### HOW TO COMPLETE THIS TASK
Once you find a line containing the word "countertop" in the entries below, copy it.

### INFORMATION SUPPLIED
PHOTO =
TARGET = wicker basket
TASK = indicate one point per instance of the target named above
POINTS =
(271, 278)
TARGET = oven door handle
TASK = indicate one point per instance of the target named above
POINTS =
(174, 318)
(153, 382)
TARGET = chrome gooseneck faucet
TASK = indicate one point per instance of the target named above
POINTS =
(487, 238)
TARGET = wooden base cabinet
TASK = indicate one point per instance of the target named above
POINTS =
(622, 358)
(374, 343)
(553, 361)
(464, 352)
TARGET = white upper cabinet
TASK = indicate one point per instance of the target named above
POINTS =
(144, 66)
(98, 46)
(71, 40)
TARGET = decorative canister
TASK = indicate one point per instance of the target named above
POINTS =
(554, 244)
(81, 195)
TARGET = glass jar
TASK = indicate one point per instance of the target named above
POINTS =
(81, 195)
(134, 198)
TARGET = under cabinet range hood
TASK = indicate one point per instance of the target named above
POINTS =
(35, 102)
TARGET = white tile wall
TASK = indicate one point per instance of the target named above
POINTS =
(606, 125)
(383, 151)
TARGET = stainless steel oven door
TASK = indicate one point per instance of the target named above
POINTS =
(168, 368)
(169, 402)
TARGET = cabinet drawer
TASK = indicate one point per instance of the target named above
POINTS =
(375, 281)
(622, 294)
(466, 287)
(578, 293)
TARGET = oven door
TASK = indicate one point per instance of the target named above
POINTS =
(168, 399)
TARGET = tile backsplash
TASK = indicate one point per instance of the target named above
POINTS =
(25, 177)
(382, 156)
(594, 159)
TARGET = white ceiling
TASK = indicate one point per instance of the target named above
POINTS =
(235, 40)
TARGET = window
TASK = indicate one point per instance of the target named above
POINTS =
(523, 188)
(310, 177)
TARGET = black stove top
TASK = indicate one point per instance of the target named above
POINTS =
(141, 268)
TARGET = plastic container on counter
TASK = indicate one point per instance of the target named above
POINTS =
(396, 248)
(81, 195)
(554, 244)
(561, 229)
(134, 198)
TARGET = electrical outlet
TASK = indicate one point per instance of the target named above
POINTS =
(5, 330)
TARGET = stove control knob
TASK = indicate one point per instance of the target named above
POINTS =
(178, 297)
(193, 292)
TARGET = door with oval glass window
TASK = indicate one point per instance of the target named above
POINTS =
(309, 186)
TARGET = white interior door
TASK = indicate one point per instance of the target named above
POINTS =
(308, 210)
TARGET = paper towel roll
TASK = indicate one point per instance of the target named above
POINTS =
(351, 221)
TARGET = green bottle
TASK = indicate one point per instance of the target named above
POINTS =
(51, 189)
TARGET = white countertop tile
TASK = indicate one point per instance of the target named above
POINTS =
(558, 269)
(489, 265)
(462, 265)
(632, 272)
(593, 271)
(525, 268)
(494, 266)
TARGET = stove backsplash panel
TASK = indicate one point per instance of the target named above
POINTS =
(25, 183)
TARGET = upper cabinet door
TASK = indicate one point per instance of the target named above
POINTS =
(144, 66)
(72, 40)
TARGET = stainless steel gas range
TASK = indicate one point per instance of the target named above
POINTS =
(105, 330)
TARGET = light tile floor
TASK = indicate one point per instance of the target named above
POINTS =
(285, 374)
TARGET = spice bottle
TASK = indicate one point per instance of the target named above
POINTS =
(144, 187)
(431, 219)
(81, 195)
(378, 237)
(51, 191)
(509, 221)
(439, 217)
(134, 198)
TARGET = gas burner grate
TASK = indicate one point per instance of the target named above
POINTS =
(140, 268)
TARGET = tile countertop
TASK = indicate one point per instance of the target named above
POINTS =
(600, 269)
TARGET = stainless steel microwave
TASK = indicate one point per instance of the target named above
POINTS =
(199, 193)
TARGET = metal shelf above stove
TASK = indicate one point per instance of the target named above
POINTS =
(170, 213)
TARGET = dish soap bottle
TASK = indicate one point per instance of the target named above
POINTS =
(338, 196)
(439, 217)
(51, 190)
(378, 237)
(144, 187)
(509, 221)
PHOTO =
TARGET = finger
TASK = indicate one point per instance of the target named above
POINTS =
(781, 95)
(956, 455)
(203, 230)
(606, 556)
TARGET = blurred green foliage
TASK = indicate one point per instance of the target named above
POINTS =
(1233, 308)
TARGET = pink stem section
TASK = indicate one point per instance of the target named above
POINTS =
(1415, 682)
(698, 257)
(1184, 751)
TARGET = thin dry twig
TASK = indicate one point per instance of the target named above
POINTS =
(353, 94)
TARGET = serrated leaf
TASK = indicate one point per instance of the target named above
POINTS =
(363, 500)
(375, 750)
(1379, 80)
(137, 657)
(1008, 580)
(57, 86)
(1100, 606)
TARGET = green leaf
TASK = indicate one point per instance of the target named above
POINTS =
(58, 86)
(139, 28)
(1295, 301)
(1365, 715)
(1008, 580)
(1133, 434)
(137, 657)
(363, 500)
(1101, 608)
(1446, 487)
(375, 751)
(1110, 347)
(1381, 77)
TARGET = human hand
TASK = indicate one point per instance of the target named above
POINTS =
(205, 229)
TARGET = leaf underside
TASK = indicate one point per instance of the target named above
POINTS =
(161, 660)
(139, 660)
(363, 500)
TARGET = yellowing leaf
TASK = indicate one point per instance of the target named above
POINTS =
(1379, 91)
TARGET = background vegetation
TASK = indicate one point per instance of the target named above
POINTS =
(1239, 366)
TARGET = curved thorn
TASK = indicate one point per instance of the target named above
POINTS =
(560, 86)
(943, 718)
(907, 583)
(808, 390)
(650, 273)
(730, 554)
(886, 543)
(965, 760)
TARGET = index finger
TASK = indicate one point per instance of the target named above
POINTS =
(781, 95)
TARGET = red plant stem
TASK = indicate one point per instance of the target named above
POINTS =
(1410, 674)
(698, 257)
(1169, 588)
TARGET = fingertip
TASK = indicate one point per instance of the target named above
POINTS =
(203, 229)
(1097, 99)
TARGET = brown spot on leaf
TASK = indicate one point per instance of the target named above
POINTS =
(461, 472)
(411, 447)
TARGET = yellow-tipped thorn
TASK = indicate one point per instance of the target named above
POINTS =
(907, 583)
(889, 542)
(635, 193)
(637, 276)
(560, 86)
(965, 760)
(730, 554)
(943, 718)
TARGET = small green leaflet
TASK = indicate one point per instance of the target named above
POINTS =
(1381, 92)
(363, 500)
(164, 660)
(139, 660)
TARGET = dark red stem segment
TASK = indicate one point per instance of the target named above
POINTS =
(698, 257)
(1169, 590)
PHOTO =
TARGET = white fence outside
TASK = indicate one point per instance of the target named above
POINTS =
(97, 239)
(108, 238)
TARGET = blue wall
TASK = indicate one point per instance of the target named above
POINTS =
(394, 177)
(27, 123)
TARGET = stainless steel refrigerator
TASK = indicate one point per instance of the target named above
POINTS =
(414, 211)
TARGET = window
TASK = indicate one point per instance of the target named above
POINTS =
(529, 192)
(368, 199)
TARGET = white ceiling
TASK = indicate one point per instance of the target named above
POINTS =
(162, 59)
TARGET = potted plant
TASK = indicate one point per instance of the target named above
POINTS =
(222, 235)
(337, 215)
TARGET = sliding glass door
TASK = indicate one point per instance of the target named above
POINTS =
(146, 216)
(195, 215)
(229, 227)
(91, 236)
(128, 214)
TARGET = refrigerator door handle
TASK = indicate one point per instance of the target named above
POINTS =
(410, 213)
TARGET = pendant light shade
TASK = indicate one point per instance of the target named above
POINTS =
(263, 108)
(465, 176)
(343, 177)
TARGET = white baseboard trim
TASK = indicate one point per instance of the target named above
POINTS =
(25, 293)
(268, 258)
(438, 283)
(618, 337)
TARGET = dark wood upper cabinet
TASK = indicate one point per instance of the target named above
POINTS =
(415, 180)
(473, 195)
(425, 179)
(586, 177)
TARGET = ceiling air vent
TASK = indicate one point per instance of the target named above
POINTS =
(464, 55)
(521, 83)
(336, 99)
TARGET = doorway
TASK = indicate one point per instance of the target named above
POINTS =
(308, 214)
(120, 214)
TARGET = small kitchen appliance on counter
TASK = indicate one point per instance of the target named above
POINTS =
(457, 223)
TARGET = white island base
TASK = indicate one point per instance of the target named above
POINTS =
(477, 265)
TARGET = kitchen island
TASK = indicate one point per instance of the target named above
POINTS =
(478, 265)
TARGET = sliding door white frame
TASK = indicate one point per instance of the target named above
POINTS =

### ANSWER AREA
TARGET = white countertop tile
TARGET = tile countertop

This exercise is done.